───── Texto para leer

El consumo en su dimensión económico-cultural constituye un momento estructurante de toda vida en sociedad, pero con la aparición de los productos del trabajo humano bajo la forma de mercancías, y su forma general de valor: el dinero[ii], adquiere la particularidad de ser un proceso social que se realiza de manera privada e independiente. Lo que invalida cualquier tentativa de pasar por alto las determinaciones históricas de la sociedad burguesa. Para convertirse en un consumidor de mercancías, el individuo debe concurrir al mercado y adquirir un producto en su calidad de propietario de dinero, lo que significa que para llegar al momento de disfrute del valor de uso, debe participar obligatoriamente, en un acto de compra. Esto hace que las figuras del comprador-consumidor que aparecen, la mayoría de las veces solapadas, escondan las grietas por donde se filtran los impulsos culturales. Si el fetichismo de la mercancía consiste en que las relaciones entre personas aparecen mediadas como relaciones entre cosas, el carácter fantasmagórico que se encuentra adherido a los productos del trabajo humano no se disipa cuando éstos se convierten en objetos de consumo, porque su fuerza mágica no proviene ni de su naturaleza como valores de uso ni del sentido mentado[iii] que le otorguen los sujetos, sino de la ilusión que se constituye ante todo acto de compra y que opera como una enorme fuerza de atracción, hasta el momento mismo de su realización final. Por tener que pagar antes que probar, el consumidor debe sostener hasta el final, el juego de máscaras de la ilusión.

──────────
───── Datos extraídos

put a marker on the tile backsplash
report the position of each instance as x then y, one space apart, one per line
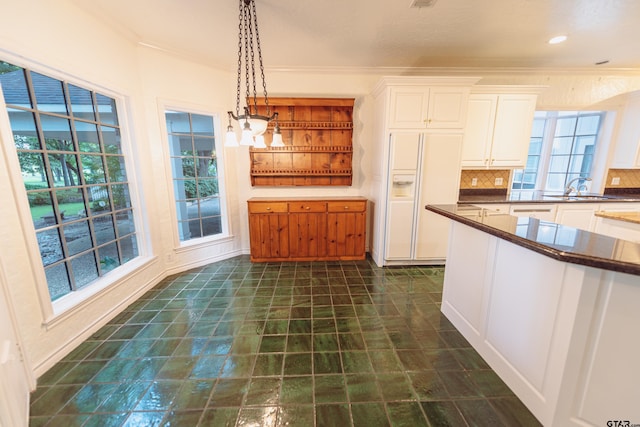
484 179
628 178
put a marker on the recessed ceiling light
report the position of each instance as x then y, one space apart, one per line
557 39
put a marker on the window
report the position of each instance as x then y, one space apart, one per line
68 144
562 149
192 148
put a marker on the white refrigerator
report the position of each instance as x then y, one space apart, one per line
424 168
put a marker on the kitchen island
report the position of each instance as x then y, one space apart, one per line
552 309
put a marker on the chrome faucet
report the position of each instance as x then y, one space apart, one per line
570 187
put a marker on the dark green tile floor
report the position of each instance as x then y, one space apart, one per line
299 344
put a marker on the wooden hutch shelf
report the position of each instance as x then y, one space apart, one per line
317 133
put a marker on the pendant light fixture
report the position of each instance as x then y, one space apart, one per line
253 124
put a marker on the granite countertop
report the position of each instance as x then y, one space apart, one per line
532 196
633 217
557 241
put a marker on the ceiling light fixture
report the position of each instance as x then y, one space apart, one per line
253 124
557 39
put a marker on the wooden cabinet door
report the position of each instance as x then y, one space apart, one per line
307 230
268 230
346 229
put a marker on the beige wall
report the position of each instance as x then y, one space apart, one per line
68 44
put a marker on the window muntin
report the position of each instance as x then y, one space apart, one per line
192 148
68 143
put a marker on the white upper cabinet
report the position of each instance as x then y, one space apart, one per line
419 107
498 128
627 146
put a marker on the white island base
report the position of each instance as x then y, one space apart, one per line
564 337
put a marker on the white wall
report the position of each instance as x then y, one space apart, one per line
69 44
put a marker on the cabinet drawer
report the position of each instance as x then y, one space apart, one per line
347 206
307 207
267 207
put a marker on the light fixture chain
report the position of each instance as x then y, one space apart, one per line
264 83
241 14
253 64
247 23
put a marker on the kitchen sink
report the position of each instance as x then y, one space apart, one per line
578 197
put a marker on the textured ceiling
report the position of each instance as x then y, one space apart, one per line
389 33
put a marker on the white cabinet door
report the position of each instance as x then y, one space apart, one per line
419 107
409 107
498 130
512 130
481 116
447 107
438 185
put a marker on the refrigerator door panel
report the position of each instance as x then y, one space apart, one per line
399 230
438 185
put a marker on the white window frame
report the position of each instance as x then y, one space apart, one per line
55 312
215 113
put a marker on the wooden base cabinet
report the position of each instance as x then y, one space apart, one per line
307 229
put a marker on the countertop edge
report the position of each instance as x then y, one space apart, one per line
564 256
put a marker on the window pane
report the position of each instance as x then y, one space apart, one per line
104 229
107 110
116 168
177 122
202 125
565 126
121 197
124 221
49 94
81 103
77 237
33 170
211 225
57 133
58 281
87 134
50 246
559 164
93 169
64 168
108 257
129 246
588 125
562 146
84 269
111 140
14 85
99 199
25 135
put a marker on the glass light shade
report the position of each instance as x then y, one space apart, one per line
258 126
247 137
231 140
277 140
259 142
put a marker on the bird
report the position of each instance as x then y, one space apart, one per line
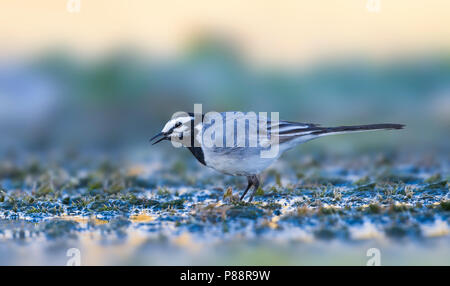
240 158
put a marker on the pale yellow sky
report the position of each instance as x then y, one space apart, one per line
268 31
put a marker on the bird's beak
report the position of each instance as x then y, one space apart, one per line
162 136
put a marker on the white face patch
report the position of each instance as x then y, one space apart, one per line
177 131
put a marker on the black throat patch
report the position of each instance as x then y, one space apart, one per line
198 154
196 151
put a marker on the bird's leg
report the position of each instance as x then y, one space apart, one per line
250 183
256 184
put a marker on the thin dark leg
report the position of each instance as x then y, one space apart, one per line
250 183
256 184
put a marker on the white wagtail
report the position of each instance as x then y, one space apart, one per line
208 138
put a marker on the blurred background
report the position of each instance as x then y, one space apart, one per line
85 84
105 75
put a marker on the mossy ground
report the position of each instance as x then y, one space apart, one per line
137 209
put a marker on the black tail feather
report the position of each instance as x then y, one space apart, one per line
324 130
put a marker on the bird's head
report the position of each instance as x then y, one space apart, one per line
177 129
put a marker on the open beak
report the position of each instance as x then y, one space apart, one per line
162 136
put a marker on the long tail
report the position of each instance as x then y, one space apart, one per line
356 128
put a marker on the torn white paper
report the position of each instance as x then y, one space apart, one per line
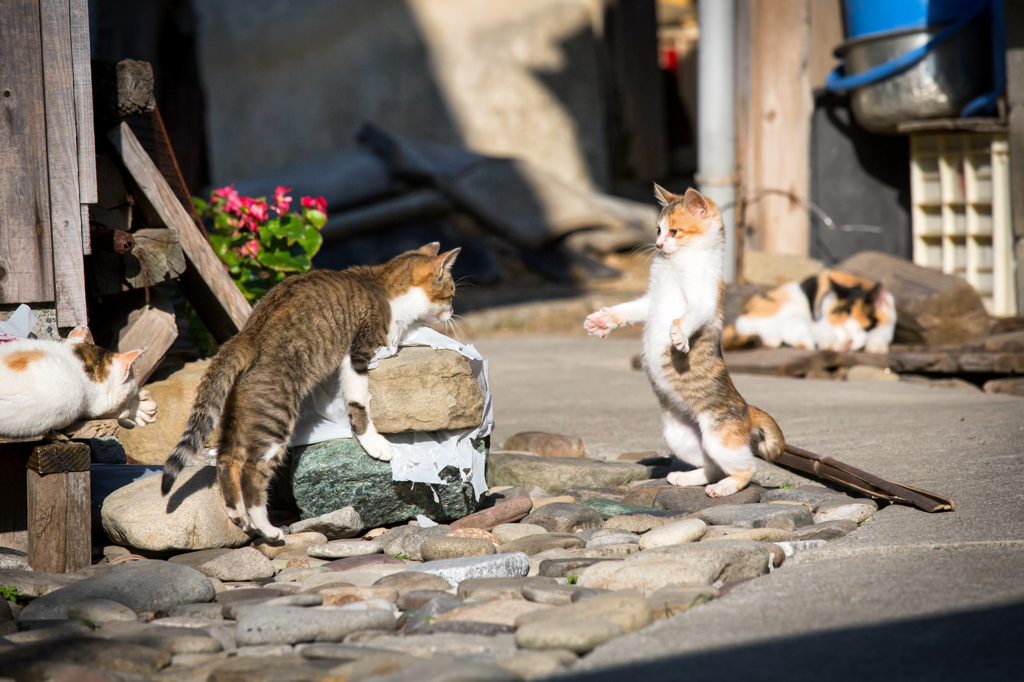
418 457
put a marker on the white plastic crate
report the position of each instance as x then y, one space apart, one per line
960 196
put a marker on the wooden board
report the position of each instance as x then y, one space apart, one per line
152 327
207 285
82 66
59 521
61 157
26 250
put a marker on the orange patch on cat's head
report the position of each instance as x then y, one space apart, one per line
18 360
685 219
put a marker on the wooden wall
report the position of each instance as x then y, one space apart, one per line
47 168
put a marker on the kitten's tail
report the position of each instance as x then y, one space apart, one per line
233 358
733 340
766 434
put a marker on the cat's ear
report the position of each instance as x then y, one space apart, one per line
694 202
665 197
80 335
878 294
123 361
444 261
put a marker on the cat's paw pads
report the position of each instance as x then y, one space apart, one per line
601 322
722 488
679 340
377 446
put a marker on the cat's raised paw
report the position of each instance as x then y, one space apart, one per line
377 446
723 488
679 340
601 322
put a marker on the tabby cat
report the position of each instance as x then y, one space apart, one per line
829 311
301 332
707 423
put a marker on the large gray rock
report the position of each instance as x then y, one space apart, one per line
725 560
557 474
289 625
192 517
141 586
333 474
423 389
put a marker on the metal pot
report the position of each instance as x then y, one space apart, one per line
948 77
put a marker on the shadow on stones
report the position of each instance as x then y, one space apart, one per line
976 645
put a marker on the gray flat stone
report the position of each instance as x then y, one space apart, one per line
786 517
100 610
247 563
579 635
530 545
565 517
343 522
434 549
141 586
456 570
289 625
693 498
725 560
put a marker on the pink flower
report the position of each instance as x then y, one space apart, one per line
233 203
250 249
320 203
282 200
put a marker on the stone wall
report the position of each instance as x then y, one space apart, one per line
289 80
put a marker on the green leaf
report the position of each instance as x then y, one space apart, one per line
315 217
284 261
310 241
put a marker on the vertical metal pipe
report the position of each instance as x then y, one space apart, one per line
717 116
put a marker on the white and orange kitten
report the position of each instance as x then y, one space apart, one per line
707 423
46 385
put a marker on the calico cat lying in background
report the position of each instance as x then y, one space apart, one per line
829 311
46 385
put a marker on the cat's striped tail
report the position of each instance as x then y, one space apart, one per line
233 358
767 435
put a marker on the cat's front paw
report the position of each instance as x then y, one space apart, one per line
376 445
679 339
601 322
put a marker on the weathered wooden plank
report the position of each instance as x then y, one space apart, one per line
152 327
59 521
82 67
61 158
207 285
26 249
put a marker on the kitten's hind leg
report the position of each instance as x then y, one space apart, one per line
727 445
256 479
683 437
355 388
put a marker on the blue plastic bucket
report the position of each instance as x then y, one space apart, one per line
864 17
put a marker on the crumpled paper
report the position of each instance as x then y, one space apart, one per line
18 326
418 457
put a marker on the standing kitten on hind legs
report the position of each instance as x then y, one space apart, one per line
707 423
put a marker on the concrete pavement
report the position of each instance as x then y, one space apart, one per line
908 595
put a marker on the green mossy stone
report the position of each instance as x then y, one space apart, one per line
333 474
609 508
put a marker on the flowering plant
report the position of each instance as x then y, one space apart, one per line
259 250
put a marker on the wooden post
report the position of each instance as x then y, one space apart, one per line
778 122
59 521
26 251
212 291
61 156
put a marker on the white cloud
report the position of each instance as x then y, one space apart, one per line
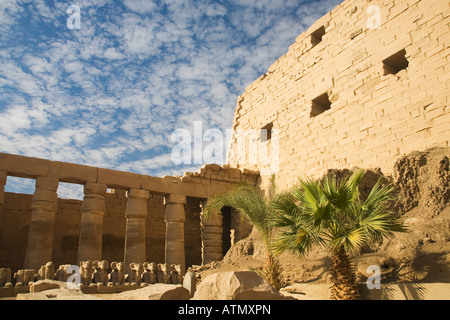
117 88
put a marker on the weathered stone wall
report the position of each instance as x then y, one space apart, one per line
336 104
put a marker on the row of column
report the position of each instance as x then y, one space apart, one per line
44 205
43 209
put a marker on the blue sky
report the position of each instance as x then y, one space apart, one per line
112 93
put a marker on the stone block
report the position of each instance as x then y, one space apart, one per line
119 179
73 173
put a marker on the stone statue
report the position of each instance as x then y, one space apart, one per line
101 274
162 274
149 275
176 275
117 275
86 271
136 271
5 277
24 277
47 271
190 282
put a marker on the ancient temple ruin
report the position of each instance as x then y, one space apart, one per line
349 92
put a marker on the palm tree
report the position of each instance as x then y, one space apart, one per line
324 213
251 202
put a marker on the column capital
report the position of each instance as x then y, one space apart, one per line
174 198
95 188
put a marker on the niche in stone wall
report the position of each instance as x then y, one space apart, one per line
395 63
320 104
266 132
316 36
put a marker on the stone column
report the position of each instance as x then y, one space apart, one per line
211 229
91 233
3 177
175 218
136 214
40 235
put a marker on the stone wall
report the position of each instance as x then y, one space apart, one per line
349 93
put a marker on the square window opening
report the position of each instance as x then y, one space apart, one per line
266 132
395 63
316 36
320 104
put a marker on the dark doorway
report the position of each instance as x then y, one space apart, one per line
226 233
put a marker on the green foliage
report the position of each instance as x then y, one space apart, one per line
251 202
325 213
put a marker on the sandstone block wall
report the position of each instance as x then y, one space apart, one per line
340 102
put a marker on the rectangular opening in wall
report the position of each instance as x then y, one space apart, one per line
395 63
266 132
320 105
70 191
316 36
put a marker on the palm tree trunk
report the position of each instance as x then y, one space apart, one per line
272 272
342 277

──────────

= Tareas por hacer =
a) Según el texto sobre el consumo de mercancías, ¿qué debe hacer el individuo para convertirse en consumidor de mercancías?
b) Prosigue el texto sobre el consumo de mercancías a partir de su última oración.

= Respuestas en orden =
a) Debe concurrir al mercado y adquirir un producto en su calidad de propietario de dinero.

b)
La cultura de la modernidad al desarrollar hasta las últimas consecuencias la estimulación del deseo y el afán por la novedad, provee los materiales necesarios que posibilitan la promesa estética de la mercancía. Con esto no se pretende eliminar la importancia que tiene el proceso de trabajo en la conformación de la subjetividad moderna, ni desplazar a un segundo plano el momento constitutivo de la producción, quizás menos sensible a los cambios culturales por las restricciones que imponen los criterios de rentabilidad en la competencia. La diferencia más importante es que el comprador de mercancías necesita experimentar desde el comienzo todos los aspectos fantasmagóricos de una cultura que se ciñe al mundo de las cosas para poder hacer efectiva la realización del valor de uso en el momento de consumo. Así se desarrolla una estilización de la vida como correlato de la extensión del mundo autónomo e independiente de las mercancías. La creciente impersonalidad de las cosas, su fungibilidad absoluta cuya manifestación extrema es el dinero, la mecanización y distribución automática de los objetos y su forma de realización comercial: la tienda de autoservicio como la interrupción del continuum temporal que impone la moda, muestran el mismo interés por la diferencia y el cambio, como el que se da por la igualdad y la coincidencia[iv]. Ante el fetichismo de la mercancía, la estilización de la vida: las dos caras de la misma moneda.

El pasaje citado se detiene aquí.